# Text block:
──────

My problem is long hissing vents and it forcing a long cycle because it’s not heating up the pipes quickly. No water is coming out of the vents, the worse offender can hiss for 20+ mins and not even be warm while the rest of the radiators get hot. It’s set to the largest vent opening, air vent was replaced, and all other air vents reduced to try to encourage steam to go there first. It’s loud enough to wake me up 3-4 times a night. 

My one pipe system has only 2 Main vents that are located to directly next to the boiler on 2 out of the 3 pipes going out. The pipe without a vent is very short and goes to the kitchen then the faulty radiator up top. Am I right in assuming that if I add a main vent to this pipe, this should help it vent faster? 

The challenge also becomes that I am assuming that kitchen one goes up to the bedroom because that is how our other 1st and 2nd floor radiators work. Some time in the 90s they reno’d the kitchen and most likely moved that pipe behind a wall. They made… a lot of not great choices during this reno.

──────

# What to work on:
[1] Answer these questions about the radiator post:
(a) For how long can the worst radiator hiss?
(b) How many main vents does the one pipe system have?
(c) When was the kitchen renovated?
[2] Update the radiator post from "My problem is" to "times a night.", putting "noisy" in place of "loud".
The items that follow have nothing to do with the radiator post.

[Shape annotation entries]
──────

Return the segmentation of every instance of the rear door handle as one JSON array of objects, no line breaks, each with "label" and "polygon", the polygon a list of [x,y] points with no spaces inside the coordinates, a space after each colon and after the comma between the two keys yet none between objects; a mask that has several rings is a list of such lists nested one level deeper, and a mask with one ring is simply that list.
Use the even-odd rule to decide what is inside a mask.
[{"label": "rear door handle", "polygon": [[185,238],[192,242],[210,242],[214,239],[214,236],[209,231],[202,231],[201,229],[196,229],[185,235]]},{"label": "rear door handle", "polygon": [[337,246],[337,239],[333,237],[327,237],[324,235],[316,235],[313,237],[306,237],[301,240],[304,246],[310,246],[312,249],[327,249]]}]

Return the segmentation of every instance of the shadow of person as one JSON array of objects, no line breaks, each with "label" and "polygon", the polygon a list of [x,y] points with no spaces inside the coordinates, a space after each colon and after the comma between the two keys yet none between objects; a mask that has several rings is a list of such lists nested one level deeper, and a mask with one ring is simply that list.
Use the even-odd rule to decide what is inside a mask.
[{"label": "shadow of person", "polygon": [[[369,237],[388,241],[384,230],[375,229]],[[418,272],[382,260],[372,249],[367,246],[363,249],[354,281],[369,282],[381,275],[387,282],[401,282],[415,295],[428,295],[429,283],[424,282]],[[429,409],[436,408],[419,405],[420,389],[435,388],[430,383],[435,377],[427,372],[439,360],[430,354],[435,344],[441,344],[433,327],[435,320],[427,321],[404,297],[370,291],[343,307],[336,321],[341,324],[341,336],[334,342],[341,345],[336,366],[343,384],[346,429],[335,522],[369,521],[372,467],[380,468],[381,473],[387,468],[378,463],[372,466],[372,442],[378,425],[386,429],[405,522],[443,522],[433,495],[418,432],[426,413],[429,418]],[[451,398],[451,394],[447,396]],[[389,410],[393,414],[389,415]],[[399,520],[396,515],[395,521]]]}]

──────

# Correct answers:
[1]
(a) 20+ minutes
(b) 2
(c) Some time in the 90s

[2]
My problem is long hissing vents and it forcing a long cycle because it’s not heating up the pipes quickly. No water is coming out of the vents, the worse offender can hiss for 20+ mins and not even be warm while the rest of the radiators get hot. It’s set to the largest vent opening, air vent was replaced, and all other air vents reduced to try to encourage steam to go there first. It’s noisy enough to wake me up 3-4 times a night.